| PROVIDED DATA |
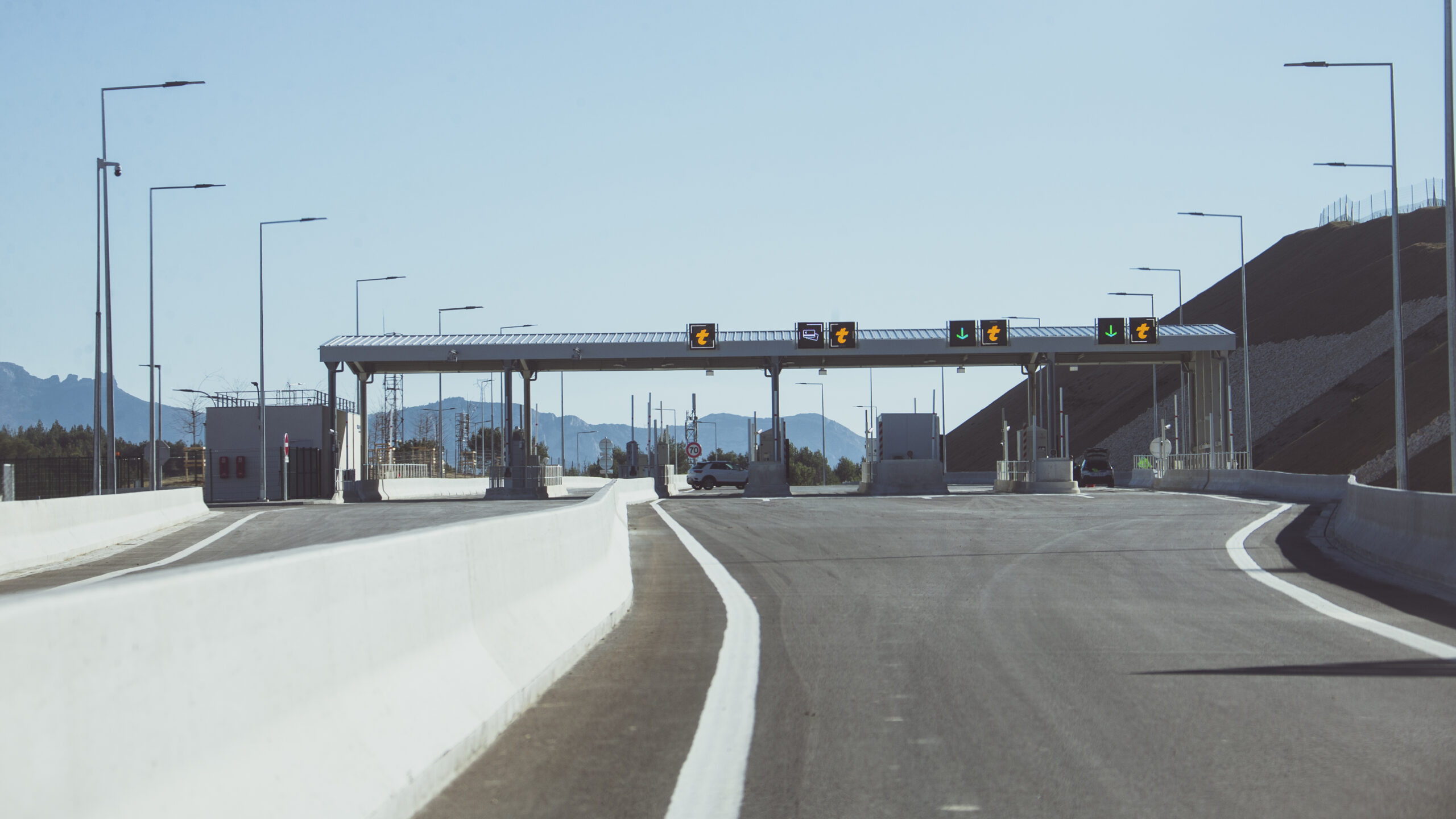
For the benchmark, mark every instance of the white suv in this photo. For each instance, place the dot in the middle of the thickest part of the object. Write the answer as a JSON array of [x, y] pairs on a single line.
[[710, 474]]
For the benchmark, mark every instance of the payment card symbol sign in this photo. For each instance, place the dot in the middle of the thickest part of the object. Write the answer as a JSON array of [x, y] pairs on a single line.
[[842, 334], [1142, 331], [702, 337], [963, 334], [995, 333], [1111, 331], [810, 336]]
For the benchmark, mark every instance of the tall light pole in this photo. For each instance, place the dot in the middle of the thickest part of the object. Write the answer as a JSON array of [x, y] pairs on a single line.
[[263, 392], [440, 382], [1401, 473], [823, 437], [154, 397], [1244, 302], [1451, 237], [357, 296], [104, 260], [578, 448]]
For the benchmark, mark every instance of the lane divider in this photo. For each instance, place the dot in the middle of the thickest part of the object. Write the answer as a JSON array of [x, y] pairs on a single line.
[[167, 560], [1242, 560], [710, 784]]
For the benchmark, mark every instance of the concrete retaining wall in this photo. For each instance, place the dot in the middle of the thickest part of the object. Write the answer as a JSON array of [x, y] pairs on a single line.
[[350, 680], [37, 532], [1411, 534]]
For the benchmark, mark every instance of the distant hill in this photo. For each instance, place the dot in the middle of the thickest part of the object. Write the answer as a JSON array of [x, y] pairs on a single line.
[[27, 400], [1321, 322], [731, 432]]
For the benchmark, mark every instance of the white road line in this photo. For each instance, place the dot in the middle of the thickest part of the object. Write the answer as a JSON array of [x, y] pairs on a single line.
[[710, 784], [1242, 560], [167, 560]]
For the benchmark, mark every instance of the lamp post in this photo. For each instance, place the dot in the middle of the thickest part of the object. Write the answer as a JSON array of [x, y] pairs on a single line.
[[1401, 474], [154, 398], [104, 260], [1244, 340], [440, 384], [263, 392], [823, 449], [578, 446], [357, 296]]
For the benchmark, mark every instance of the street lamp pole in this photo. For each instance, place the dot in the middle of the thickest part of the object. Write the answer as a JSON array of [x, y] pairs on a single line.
[[1398, 348], [104, 260], [357, 296], [1244, 302], [154, 397], [440, 384], [263, 392], [823, 437]]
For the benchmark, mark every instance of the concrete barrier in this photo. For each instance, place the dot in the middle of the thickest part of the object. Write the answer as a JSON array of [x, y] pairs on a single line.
[[350, 680], [38, 532], [1257, 483], [1407, 532]]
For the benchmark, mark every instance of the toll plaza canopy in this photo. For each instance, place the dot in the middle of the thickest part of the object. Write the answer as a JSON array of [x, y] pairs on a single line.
[[753, 350]]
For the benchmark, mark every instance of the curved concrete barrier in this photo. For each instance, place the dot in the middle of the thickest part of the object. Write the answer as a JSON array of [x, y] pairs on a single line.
[[38, 532], [1411, 534], [349, 680]]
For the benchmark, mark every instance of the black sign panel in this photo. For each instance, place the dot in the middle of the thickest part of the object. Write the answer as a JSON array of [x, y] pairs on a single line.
[[995, 333], [961, 334], [810, 336], [842, 334], [702, 337], [1111, 331]]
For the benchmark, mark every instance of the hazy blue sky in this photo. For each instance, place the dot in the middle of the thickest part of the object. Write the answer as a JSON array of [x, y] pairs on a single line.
[[596, 167]]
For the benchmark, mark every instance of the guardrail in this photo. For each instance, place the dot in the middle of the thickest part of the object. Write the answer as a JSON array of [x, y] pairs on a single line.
[[1012, 470], [1209, 461], [395, 471]]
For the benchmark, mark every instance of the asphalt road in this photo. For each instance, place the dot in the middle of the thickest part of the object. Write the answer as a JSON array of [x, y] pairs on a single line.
[[274, 528], [1002, 656]]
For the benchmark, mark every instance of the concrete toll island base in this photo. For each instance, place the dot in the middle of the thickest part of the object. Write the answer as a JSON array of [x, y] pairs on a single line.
[[349, 680], [38, 532]]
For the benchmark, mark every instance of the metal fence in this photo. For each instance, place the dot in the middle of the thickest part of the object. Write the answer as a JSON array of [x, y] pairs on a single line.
[[1345, 209], [41, 478], [1209, 461], [1012, 470]]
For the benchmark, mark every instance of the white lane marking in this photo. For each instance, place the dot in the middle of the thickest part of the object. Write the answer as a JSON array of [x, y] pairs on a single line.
[[710, 784], [1242, 560], [196, 547]]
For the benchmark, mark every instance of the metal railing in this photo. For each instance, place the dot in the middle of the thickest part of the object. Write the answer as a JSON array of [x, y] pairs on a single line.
[[1209, 461], [1345, 209], [519, 477], [1012, 470], [395, 471]]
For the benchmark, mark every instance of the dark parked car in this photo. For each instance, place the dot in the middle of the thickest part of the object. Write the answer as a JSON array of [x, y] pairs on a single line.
[[1094, 468]]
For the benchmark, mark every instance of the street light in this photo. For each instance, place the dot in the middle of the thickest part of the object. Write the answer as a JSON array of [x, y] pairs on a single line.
[[578, 446], [263, 394], [1180, 283], [104, 254], [1401, 474], [154, 398], [1244, 340], [440, 384], [357, 296], [823, 449]]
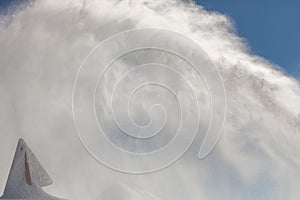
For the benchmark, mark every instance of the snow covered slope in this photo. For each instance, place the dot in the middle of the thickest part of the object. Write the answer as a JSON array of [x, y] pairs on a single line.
[[26, 176]]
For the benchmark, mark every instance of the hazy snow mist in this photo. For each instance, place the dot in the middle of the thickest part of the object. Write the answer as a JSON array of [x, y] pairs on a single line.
[[41, 48]]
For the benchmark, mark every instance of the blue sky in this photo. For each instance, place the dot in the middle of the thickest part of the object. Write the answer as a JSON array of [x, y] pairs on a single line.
[[272, 28]]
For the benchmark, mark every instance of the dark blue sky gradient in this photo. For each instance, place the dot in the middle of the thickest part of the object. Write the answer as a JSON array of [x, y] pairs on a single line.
[[271, 27]]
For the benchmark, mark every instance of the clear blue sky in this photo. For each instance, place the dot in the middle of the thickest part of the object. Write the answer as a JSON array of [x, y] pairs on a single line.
[[271, 27]]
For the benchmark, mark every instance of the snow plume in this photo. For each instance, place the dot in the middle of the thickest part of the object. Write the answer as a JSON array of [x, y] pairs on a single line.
[[43, 45]]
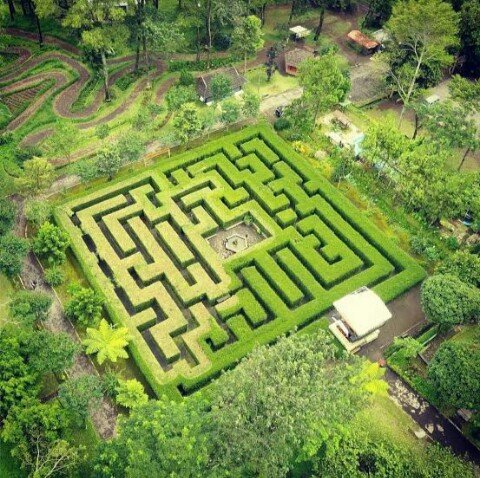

| WHAT YOU NEED TO DO |
Give every line from the start of the items through the line holding "260], [578, 448]]", both included, as a numbered list with blank lines dropped. Leave the pictures out.

| THE OUTPUT |
1. For the benchmark, mark every instance of the white suv in this photo. For each instance, place the dot in the middle of the thickest part of the object. Write the answer as a JSON array of [x, y] pairs on a single line.
2. [[710, 474]]
3. For the benchmark, mark every instance of the payment card symbol sign in this photo. For each instance, place the dot in the middle of the thickest part of the object. Write the answer as a JSON array of [x, y] pairs on a single line.
4. [[842, 334], [1142, 331], [702, 337], [963, 334], [995, 333], [1111, 331], [810, 336]]
5. For the benchmark, mark every instance of the tall light pole in this photo. For each instance, place the dot in the middle of the thickest part of the object. Write the answer as a JSON array of [x, y] pairs on a single line.
6. [[263, 392], [440, 382], [1401, 473], [823, 437], [154, 397], [1244, 302], [1451, 237], [357, 296], [104, 260], [578, 448]]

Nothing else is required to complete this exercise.